- Short exercise: Could you lay out every line of the items below as a JSON list of strings, one string per line, leaving out any blank lines?

- Input:

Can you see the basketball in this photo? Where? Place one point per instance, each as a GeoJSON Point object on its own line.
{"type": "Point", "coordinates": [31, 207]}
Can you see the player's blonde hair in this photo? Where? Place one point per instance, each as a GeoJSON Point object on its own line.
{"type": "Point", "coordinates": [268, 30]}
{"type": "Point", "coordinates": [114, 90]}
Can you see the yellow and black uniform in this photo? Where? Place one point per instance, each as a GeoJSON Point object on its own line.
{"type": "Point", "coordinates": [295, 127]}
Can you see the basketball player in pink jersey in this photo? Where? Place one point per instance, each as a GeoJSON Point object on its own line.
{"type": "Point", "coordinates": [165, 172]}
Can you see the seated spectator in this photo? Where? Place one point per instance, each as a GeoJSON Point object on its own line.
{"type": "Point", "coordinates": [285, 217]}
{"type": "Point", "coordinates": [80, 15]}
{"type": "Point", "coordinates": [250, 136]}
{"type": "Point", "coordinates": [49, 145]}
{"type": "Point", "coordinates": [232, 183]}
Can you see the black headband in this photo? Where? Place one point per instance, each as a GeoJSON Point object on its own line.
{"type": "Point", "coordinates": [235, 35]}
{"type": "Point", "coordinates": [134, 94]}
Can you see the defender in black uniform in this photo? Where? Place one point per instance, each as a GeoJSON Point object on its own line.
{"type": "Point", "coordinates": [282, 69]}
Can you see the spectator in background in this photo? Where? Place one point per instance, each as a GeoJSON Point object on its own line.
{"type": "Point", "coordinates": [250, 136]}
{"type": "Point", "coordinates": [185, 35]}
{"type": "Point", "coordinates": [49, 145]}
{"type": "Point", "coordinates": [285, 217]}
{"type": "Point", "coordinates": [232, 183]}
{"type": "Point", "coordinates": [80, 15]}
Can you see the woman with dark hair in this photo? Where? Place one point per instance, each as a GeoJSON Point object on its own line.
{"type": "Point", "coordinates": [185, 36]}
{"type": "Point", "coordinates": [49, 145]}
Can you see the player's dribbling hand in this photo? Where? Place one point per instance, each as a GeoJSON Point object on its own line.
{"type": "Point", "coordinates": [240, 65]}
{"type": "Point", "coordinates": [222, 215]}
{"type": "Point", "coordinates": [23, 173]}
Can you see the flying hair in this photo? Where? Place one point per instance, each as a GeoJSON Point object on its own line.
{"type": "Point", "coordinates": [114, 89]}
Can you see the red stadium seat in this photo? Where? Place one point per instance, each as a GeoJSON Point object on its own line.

- Task output:
[
  "Can you see the basketball in this photo? Where? Place one point per instance, each as a GeoJSON Point object on its own line.",
  "{\"type\": \"Point\", \"coordinates\": [31, 207]}",
  "Can you see the player's blonde hair in this photo? Where? Place one point per instance, each as a GeoJSON Point object on its own line.",
  "{\"type\": \"Point\", \"coordinates\": [268, 30]}",
  "{\"type\": \"Point\", \"coordinates\": [114, 90]}",
  "Can you see the yellow and black uniform in this photo? Where? Place one point per instance, each as a GeoJSON Point object on its own line.",
  "{\"type\": \"Point\", \"coordinates\": [295, 127]}",
  "Can you see the basketball player in pink jersey in this photo? Where? Place one point per instance, each as a GeoJSON Point object on its own line.",
  "{\"type\": \"Point\", \"coordinates\": [165, 172]}",
  "Can you see the seated spectator in this photo? Where? Place one point per instance, each as a GeoJSON Point object on its own line.",
  "{\"type\": \"Point\", \"coordinates\": [285, 217]}",
  "{\"type\": \"Point\", \"coordinates\": [80, 15]}",
  "{\"type\": \"Point\", \"coordinates\": [250, 136]}",
  "{\"type\": \"Point\", \"coordinates\": [49, 145]}",
  "{\"type\": \"Point\", \"coordinates\": [232, 183]}",
  "Can you see the black headband in this photo? Where? Place one point per instance, each as a GeoJSON Point object on its own line.",
  "{\"type\": \"Point\", \"coordinates\": [235, 35]}",
  "{\"type\": \"Point\", \"coordinates\": [134, 94]}",
  "Can you see the defender in black uniform in this photo? Where? Place one point per instance, each as a GeoJSON Point object on its own line.",
  "{\"type\": \"Point\", \"coordinates\": [282, 69]}",
  "Can you see the spectator in background in this photo? Where? Place one point per instance, each as a GeoJSON Point object on its own line.",
  "{\"type\": \"Point\", \"coordinates\": [250, 136]}",
  "{\"type\": \"Point\", \"coordinates\": [185, 35]}",
  "{\"type\": \"Point\", \"coordinates\": [49, 145]}",
  "{\"type\": \"Point\", \"coordinates\": [285, 217]}",
  "{\"type\": \"Point\", \"coordinates\": [232, 183]}",
  "{\"type\": \"Point\", \"coordinates\": [80, 15]}",
  "Can you see the woman with dark hair in this photo? Where? Place one point per instance, each as a GeoJSON Point object on its own line.",
  "{\"type\": \"Point\", \"coordinates\": [185, 36]}",
  "{\"type\": \"Point\", \"coordinates\": [49, 145]}",
  "Can you see the player's dribbling hand in this photo? Where? Place one point per instance, each as a GeoJSON Point object on its own line.",
  "{\"type\": \"Point\", \"coordinates\": [240, 65]}",
  "{\"type\": \"Point\", \"coordinates\": [222, 215]}",
  "{\"type\": \"Point\", \"coordinates\": [23, 173]}",
  "Can you see the flying hair in this photo? Where? Place one point per instance, each as a GeoJSON Point object on its own line.",
  "{\"type\": \"Point\", \"coordinates\": [114, 89]}",
  "Can you see the red stadium seat in this photo? Where? Place one point per instance, each as a GeoJSON Point object on its own line."
]